Problem statement:
Locate all lines in the data below that hold "target" and show them.

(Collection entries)
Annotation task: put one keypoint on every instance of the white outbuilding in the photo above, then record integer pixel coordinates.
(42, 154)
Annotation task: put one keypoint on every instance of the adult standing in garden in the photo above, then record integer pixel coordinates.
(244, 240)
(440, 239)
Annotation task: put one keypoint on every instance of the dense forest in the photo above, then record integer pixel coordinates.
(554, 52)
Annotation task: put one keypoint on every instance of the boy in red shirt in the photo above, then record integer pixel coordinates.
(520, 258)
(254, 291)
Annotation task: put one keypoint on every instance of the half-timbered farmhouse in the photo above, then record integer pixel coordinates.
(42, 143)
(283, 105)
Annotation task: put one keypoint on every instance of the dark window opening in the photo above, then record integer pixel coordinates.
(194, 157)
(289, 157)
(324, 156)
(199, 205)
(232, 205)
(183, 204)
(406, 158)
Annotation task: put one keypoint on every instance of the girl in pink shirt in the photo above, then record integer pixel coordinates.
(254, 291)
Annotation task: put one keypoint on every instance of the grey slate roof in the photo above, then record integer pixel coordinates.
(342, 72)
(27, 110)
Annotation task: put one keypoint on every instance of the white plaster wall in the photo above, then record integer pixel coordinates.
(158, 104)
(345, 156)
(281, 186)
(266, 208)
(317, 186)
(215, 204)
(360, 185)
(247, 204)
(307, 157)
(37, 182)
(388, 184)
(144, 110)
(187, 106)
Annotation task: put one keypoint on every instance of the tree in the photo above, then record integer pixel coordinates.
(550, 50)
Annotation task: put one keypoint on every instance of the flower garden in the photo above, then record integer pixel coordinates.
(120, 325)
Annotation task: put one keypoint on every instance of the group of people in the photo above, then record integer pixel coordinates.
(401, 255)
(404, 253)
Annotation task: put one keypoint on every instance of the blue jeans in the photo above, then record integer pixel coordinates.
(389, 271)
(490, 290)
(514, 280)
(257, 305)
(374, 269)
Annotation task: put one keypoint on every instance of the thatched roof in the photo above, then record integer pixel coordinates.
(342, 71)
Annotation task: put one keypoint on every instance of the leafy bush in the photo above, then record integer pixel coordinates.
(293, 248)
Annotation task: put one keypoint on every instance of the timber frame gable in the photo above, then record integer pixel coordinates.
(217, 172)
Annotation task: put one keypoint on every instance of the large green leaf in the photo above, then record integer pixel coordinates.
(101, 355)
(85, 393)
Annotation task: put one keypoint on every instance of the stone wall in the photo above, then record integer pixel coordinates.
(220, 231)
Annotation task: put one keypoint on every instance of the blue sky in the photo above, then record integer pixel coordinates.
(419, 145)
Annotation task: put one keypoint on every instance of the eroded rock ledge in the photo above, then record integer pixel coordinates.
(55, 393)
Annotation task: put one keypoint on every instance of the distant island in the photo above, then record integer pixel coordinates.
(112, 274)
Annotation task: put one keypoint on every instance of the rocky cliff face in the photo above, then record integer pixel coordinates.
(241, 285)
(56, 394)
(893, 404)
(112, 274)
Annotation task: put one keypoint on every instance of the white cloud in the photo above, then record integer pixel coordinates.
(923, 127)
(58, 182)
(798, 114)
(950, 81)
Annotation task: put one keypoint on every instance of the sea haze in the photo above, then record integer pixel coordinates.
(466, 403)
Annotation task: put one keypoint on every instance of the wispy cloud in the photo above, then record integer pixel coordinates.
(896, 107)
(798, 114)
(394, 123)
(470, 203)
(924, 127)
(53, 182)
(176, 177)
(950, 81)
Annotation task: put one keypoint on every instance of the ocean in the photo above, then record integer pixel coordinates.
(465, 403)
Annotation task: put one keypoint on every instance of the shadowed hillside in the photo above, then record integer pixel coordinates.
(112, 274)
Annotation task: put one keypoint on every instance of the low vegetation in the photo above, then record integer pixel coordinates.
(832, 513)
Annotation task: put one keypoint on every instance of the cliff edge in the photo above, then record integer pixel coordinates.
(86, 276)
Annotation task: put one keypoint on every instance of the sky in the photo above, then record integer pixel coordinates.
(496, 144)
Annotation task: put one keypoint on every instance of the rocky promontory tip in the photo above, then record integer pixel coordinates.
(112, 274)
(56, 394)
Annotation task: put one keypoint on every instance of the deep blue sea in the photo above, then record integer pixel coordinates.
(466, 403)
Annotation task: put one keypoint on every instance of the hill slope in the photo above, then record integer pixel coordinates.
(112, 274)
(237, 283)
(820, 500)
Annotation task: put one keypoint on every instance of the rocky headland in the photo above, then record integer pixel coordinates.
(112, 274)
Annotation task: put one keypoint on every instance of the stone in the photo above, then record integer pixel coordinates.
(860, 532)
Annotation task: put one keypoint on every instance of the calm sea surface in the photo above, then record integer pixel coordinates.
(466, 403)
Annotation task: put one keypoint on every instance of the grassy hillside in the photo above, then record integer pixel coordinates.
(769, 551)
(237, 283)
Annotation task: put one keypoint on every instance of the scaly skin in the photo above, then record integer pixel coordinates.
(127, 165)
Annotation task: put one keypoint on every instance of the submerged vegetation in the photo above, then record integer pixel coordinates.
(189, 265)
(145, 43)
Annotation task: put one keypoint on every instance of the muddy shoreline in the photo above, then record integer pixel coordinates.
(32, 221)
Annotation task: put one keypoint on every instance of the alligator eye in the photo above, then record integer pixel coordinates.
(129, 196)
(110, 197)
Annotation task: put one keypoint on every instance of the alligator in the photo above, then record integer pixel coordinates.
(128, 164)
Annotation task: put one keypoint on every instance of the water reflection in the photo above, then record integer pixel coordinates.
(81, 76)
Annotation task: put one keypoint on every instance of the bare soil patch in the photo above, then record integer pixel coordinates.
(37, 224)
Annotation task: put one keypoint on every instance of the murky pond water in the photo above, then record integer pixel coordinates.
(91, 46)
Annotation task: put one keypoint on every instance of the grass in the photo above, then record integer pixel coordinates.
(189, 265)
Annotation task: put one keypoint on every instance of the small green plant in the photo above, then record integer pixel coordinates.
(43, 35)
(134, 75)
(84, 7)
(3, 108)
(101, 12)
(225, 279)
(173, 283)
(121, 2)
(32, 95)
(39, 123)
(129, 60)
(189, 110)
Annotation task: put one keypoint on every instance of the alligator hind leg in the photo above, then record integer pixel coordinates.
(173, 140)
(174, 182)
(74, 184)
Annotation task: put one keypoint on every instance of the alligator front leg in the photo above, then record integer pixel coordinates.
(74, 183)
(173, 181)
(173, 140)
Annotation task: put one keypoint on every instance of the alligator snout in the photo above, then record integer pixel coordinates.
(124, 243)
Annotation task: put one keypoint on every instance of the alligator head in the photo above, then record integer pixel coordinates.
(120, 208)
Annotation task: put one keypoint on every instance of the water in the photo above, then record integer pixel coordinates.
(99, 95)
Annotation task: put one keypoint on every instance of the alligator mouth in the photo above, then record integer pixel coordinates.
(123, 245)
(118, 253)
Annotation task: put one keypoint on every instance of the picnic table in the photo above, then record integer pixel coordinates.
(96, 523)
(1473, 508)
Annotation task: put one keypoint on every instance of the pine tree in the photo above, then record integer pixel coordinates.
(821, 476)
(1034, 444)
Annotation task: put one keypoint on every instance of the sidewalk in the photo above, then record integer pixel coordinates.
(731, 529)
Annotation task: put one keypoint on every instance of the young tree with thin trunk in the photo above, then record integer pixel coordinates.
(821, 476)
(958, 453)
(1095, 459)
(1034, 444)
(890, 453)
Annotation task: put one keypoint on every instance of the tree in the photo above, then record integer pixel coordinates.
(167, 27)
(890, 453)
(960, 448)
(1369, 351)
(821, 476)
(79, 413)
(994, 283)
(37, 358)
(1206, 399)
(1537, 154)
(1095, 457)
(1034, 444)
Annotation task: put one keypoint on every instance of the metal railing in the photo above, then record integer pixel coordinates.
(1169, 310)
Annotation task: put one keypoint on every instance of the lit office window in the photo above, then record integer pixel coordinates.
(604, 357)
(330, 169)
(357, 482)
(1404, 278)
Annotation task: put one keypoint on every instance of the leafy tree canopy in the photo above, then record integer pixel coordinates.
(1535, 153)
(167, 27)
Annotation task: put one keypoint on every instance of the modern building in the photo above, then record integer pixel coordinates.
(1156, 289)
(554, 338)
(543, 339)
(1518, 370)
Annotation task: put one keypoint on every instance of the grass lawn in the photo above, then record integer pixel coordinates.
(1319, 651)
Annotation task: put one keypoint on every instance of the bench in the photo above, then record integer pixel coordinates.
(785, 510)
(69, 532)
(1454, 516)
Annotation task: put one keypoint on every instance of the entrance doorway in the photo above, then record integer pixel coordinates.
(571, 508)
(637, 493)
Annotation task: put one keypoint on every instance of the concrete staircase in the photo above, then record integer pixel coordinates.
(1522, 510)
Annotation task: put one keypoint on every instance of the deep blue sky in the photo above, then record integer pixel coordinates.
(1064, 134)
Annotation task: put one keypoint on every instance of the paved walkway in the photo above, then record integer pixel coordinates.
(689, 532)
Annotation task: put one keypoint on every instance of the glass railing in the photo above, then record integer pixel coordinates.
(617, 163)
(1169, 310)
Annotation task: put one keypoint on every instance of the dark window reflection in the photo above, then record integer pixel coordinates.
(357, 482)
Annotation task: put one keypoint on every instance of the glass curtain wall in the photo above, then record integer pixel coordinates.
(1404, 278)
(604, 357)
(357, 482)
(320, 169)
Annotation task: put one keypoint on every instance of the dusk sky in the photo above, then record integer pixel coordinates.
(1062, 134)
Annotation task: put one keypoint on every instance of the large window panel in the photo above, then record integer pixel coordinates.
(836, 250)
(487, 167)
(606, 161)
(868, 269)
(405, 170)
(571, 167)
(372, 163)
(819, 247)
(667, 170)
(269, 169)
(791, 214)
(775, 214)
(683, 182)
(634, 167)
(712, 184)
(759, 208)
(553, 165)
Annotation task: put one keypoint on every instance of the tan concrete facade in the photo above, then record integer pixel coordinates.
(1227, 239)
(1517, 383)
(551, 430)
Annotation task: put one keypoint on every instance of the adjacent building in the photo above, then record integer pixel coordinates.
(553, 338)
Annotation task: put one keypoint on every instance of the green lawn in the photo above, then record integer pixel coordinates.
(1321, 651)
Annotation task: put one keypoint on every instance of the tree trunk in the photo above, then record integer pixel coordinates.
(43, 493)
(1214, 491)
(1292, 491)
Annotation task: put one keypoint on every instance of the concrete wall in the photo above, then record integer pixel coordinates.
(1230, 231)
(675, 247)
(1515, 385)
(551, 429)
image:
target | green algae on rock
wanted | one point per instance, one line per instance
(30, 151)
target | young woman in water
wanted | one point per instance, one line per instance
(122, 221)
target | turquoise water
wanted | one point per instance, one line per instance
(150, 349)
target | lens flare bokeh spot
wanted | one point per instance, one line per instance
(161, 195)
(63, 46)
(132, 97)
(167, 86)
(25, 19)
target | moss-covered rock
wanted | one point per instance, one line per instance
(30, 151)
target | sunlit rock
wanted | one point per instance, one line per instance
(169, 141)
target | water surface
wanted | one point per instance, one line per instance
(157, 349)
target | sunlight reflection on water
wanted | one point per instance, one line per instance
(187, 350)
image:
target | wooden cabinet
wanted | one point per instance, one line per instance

Result of the task:
target | green algae on rock
target | young woman in water
target | turquoise water
target | lens flare bokeh spot
target | moss-covered rock
target | sunlit rock
target | water surface
target | sunlight reflection on water
target | wooden cabinet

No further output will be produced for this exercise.